#### SOURCE TEXT ####

Line 3: Replace maps_data_path with the folder containing the modeled surfaces (e.g., PfPR2-10 mean, lower, or upper).
Line 4: Replace worldpop_rast_path with the folder containing the corresponding population rasters (e.g., WorldPop).
Line 5: Provide the shapefile object shp_file defining the administrative boundaries for aggregation.
Line 6: Adjust the id_cols if your shapefile uses different column names or administrative levels.
Lines 7–8: Update the value_pattern and pop_pattern if your raster files use different extensions (e.g., .tiff, .tif).
Line 9: Set value_layer_to_process to the appropriate layer index if your rasters contain multiple bands.
Line 10: Change stat_type = "mean" to "median" or "both" if you require different summary statistics.
Lines 31–40: Adjust the dplyr::select() statement to rename or include additional fields (e.g., rename lower/upper columns before merge if needed).
Line 43: Add or adjust sorting order depending on your desired output structure.

####

**TASK PROMPT**
Revise the script notes between "Line 4: Replace" and "different summary statistics.", inclusive, putting "boundary file" wherever "shapefile" appears. Rely only on the script notes.

#### DATA EXCERPTS ####

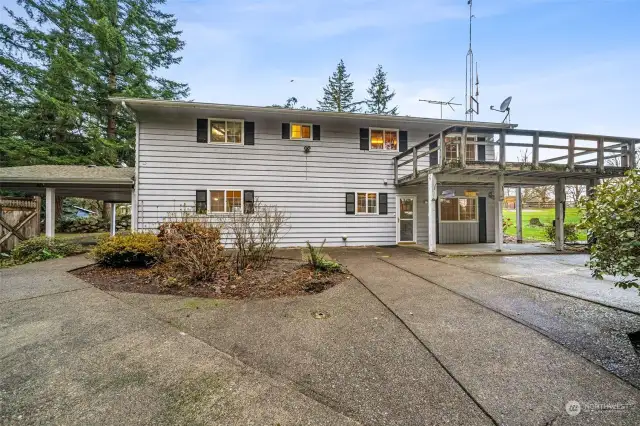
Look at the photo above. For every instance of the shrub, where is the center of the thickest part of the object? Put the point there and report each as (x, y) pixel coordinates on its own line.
(611, 217)
(139, 249)
(193, 249)
(43, 248)
(318, 262)
(570, 232)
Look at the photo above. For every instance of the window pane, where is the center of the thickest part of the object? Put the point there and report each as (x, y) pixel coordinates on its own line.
(391, 140)
(377, 139)
(217, 131)
(449, 209)
(234, 201)
(234, 132)
(296, 131)
(217, 201)
(467, 208)
(362, 203)
(372, 205)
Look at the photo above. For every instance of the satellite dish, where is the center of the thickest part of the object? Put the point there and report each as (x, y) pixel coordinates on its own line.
(504, 107)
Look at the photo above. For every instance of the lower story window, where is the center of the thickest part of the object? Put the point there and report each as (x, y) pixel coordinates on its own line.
(367, 203)
(225, 201)
(459, 209)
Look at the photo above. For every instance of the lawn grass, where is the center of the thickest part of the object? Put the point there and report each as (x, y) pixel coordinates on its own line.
(546, 216)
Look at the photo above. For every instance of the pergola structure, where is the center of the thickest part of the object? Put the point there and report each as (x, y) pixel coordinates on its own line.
(522, 158)
(109, 184)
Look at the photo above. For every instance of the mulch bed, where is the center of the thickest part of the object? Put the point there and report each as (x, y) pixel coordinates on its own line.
(281, 277)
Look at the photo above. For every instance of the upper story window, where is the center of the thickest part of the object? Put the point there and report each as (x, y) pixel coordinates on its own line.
(226, 131)
(301, 131)
(383, 139)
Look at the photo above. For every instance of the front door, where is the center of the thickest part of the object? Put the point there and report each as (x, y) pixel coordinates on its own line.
(406, 206)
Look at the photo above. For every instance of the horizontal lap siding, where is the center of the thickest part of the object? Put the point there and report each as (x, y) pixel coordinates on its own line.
(309, 187)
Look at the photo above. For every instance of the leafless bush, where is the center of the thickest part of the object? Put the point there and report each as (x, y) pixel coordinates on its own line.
(255, 235)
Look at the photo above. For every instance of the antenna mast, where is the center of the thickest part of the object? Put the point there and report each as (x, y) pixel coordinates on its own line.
(471, 66)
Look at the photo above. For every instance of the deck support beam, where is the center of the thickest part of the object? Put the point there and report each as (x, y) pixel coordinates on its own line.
(498, 198)
(432, 200)
(560, 196)
(50, 212)
(519, 215)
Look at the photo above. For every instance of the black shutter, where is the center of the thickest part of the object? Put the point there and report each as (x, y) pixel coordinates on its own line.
(201, 130)
(248, 201)
(249, 133)
(350, 203)
(383, 206)
(481, 153)
(482, 219)
(404, 140)
(364, 139)
(201, 202)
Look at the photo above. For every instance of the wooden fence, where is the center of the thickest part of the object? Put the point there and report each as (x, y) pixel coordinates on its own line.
(19, 220)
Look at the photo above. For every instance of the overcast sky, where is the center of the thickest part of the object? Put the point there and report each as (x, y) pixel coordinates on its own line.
(570, 65)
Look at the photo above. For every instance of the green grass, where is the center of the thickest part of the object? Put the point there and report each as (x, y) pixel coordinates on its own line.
(546, 216)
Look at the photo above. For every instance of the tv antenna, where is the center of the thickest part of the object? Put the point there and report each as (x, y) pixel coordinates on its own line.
(471, 69)
(504, 107)
(449, 103)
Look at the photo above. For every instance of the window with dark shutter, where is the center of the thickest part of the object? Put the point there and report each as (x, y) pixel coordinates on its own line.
(201, 202)
(285, 131)
(383, 205)
(364, 139)
(248, 202)
(404, 140)
(350, 202)
(201, 130)
(249, 133)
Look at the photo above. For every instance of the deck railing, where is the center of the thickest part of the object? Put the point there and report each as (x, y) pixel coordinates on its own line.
(507, 147)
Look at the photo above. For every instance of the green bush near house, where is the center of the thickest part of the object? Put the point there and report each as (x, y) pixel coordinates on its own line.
(43, 248)
(139, 249)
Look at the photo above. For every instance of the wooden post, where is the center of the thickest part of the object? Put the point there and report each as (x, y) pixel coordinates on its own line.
(503, 148)
(432, 199)
(463, 148)
(560, 200)
(50, 212)
(519, 215)
(572, 153)
(535, 155)
(601, 155)
(498, 198)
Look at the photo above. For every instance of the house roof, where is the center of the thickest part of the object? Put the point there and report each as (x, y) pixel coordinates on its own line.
(151, 105)
(68, 174)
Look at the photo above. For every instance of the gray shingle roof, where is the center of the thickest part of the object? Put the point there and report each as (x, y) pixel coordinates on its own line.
(67, 174)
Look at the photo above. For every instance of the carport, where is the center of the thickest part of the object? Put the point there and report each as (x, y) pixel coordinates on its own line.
(109, 184)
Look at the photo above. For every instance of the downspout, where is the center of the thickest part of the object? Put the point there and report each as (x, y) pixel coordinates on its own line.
(136, 189)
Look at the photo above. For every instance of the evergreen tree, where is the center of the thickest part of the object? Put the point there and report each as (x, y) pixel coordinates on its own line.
(338, 93)
(380, 94)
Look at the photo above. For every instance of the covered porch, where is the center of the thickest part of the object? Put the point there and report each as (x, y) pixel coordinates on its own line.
(113, 185)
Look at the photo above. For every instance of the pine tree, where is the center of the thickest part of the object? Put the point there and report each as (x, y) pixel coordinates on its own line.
(338, 93)
(380, 94)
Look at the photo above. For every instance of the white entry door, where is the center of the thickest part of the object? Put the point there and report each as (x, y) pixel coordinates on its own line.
(406, 214)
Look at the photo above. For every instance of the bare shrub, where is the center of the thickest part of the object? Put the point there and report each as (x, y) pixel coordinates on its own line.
(192, 247)
(255, 235)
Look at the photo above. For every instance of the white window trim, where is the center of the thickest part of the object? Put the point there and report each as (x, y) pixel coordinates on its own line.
(225, 199)
(397, 131)
(458, 221)
(301, 124)
(226, 120)
(367, 204)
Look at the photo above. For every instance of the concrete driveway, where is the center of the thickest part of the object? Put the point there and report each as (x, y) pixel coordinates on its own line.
(409, 340)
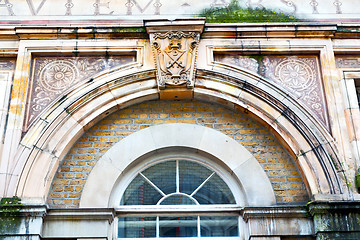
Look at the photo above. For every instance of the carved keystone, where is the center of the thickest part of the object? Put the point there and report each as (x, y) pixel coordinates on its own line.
(175, 44)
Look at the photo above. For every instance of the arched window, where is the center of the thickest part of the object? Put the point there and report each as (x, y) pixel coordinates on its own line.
(178, 196)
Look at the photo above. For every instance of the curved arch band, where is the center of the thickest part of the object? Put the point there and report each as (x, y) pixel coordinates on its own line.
(244, 167)
(56, 130)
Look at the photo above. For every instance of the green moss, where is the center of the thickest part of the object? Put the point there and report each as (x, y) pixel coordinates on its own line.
(357, 181)
(127, 30)
(234, 14)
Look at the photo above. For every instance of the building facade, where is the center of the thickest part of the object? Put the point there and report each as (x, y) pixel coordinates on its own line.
(119, 121)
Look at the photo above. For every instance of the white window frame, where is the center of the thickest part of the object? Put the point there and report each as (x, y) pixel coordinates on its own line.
(179, 210)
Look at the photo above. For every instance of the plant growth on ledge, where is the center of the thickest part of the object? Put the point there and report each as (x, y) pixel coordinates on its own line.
(234, 13)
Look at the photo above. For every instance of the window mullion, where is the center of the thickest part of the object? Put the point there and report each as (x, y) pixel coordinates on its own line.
(198, 225)
(157, 227)
(177, 177)
(202, 184)
(153, 185)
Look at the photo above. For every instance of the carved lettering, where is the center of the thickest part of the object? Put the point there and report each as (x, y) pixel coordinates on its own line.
(69, 4)
(97, 6)
(8, 5)
(131, 3)
(32, 8)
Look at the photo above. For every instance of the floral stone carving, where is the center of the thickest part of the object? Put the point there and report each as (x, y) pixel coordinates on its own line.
(300, 76)
(53, 76)
(175, 57)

####

**FINISHED TASK**
Line 4: Replace worldpop_rast_path with the folder containing the corresponding population rasters (e.g., WorldPop).
Line 5: Provide the boundary file object shp_file defining the administrative boundaries for aggregation.
Line 6: Adjust the id_cols if your boundary file uses different column names or administrative levels.
Lines 7–8: Update the value_pattern and pop_pattern if your raster files use different extensions (e.g., .tiff, .tif).
Line 9: Set value_layer_to_process to the appropriate layer index if your rasters contain multiple bands.
Line 10: Change stat_type = "mean" to "median" or "both" if you require different summary statistics.